**Objectives**
1. Answer each question from the tutorial on rotating arrowheads and moving figures, one line per answer:
(a) Which function does GetArrowAngleRotation apply to the ratio of the leg length to the hypotenuse length to get the angle in radians?
(b) Why does the algorithm call for virtual functions when checking whether a point gets to a figure?
(c) What must happen on the first click in the figure that the point has got to?
2. Carry the tutorial on rotating arrowheads and moving figures forward from its final sentence, keeping its voice and subject.

**Source passage**
--- Start ---
Now the task becomes more interesting. We have to rotate a triangle perpendicular to the line that has drawn it. In order to do this we’ll introduce method GetArrowAngleRotation calculating the rotation angle. Let us imagine that our line is a hypotenuse of a right-angled triangle; then let’s find an angle with a leg of the triangle. By this angle the triangle will rotate around the line:

function TmsLineWithArrow.GetArrowAngleRotation: Single;
var
  l_ALength, l_CLength, l_AlphaAngle, l_X, l_Y, l_RotationAngle: Single;
  l_PointC: TPointF;
  l_Invert: SmallInt;
begin
  Result := 0;

  // The formula for calculating the distance between two points  
  l_X := (FinishPoint.X - StartPoint.X) * (FinishPoint.X - StartPoint.X);
  l_Y := (FinishPoint.Y - StartPoint.Y) * (FinishPoint.Y - StartPoint.Y);

  // We find the length of the hypotenuse of the right-angled triangle
  l_CLength := sqrt(l_X + l_Y);

  l_PointC := TPointF.Create(FinishPoint.X, StartPoint.Y);

  // The formula for calculating the distance between two points
  l_X := (l_PointC.X - StartPoint.X) * (l_PointC.X - StartPoint.X);
  l_Y := (l_PointC.Y - StartPoint.Y) * (l_PointC.Y - StartPoint.Y);

  // We find the length of the leg
  l_ALength := sqrt(l_X + l_Y);

  // The angle in radians
  l_AlphaAngle := ArcSin(l_ALength / l_CLength);

  l_RotationAngle := 0;
  l_Invert := 1;

  if FinishPoint.X > StartPoint.X then
  begin
    l_RotationAngle := Pi / 2 * 3;
    if FinishPoint.Y > StartPoint.Y then
      l_Invert := -1;
  end
  else
  begin
    l_RotationAngle := Pi / 2;
    if FinishPoint.Y < StartPoint.Y then
      l_Invert := -1;
  end;

  Result := l_Invert * (l_AlphaAngle + l_RotationAngle);
end;

Now our line looks like this:

Next, we’ll add an object responsible for moving of the figures.
We’ll use the following algorithm:
1. We need a method to determine whether a point gets to a specific figure, say ContainsPt, for each figure. Since formulas for calculating the getting are unique for each figure, we’ll use virtual functions.
2. The next method is required to determine which figure the point has got to in case figures cross. Since the figures get on the list as they appear on the form, provided that figures cross, the figure at the beginning of the list is the last to have appeared and is therefore at the top. In fact, there’s a pitfall in this logic, but for now let’s assume it is right and leave the correction for the next post.
3. On the first click in the figure to which we’ve got we have to change its outline or a number of other characteristics.
4. On the second click we have to move the figure to which we’ve got.
The class of the moving will be inherited from a standard figure, but it will store a figure that it moves, and this class is the one to redraw the figure on the second click (I have described the peculiarities of drawing the lines in my previous post).
--- End ---
**Dataset content**
--- Start ---
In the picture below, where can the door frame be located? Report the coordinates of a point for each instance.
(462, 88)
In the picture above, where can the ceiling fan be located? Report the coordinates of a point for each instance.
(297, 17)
--- End ---
**Outputs in order**
1.
(a) ArcSin.
(b) The formulas for calculating whether a point gets to a figure are unique for each figure.
(c) The figure's outline or a number of its other characteristics must change.

2.
We implement the methods I’ve described.
1. This method detects whether a point gets to a figure (in our case it is a rectangle):
function TmsRectangle.ContainsPt(const aPoint: TPointF): Boolean;
var
  l_Finish : TPointF;
  l_Rect: TRectF;
begin
  Result := False;
  l_Finish := TPointF.Create(StartPoint.X + InitialWidth,
                             StartPoint.Y + InitialHeight);
  l_Rect := TRectF.Create(StartPoint,l_Finish);
  Result := l_Rect.Contains(aPoint);
end;
2. This method is used to detect which figure we’ve got to:
class function TmsShape.ShapeByPt(const aPoint: TPointF; aList: TmsShapeList): TmsShape;
var
  l_Shape: TmsShape;
  l_Index: Integer;
begin
  Result := nil;
  for l_Index := aList.Count - 1 downto 0 do
  begin
    l_Shape := aList.Items[l_Index];
    if l_Shape.ContainsPt(aPoint) then
    begin
      Result := l_Shape;
      Exit;
    end; // l_Shape.ContainsPt(aPoint)
  end; // for l_Index
end;
3. On the first click in the figure that we’ve got to we have to change its outline or a number of other characteristics. To implement this method we’ll perform a slight refactoring. We introduce a so-called “drawing context”:
type
  TmsDrawContext = record
  public
    rCanvas: TCanvas;
    rOrigin: TPointF;
    rMoving: Boolean; // We define that the currently drawn primitive is moving
    constructor Create(const aCanvas: TCanvas; const aOrigin: TPointF);
  end; // TmsDrawContext
If we specify the figure as “movable” in the drawing context, the drawing will be performed in the different way.
procedure TmsShape.DrawTo(const aCtx: TmsDrawContext);
begin
  aCtx.rCanvas.Fill.Color := FillColor;
  if aCtx.rMoving then
  begin
    aCtx.rCanvas.Stroke.Dash := TStrokeDash.sdDashDot;
    aCtx.rCanvas.Stroke.Color := TAlphaColors.Darkmagenta;
    aCtx.rCanvas.Stroke.Thickness := 4;
  end
  else
  begin
    aCtx.rCanvas.Stroke.Dash := StrokeDash;
    aCtx.rCanvas.Stroke.Color := StrokeColor;
    aCtx.rCanvas.Stroke.Thickness := StrokeThickness;
  end;
  DoDrawTo(aCtx);
end;
4. On the second click we have to move the figure to which we’ve got. To begin with, let’s introduce a factory method responsible for figure constructing (the list of the figures is required so that TmsMover could call all the figures drawn within the current diagram).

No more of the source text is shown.